> [다음을 하시오]
아래 자료 전체를 한 글자도 바꾸지 말고 옮겨 쓰시오. 단, 그림은 답에 넣지 마시오.

-------- 제시된 자료 --------

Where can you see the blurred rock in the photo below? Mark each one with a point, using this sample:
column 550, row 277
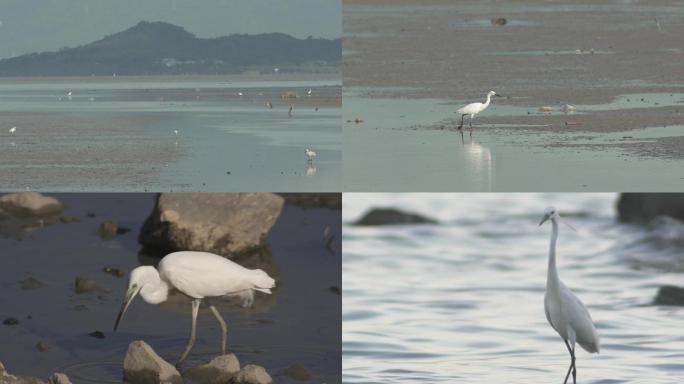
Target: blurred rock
column 30, row 204
column 252, row 374
column 114, row 271
column 314, row 200
column 85, row 285
column 222, row 223
column 644, row 207
column 59, row 378
column 391, row 216
column 298, row 372
column 42, row 346
column 142, row 366
column 500, row 21
column 669, row 295
column 107, row 230
column 69, row 219
column 10, row 321
column 6, row 378
column 218, row 371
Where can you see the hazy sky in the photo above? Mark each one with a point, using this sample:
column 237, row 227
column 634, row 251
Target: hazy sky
column 47, row 25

--------

> [활동 답안]
Where can you see the blurred rock in the photo below? Mark each one with a point, using this sample:
column 550, row 277
Target: blurred rock
column 30, row 204
column 252, row 374
column 114, row 271
column 314, row 200
column 85, row 285
column 222, row 223
column 644, row 207
column 59, row 378
column 391, row 216
column 298, row 372
column 42, row 346
column 142, row 366
column 500, row 21
column 669, row 295
column 107, row 230
column 69, row 219
column 10, row 321
column 6, row 378
column 218, row 371
Where can you see the hazy sky in the photo above? Mark each one with a point, using this sample:
column 237, row 227
column 634, row 251
Target: hazy sky
column 47, row 25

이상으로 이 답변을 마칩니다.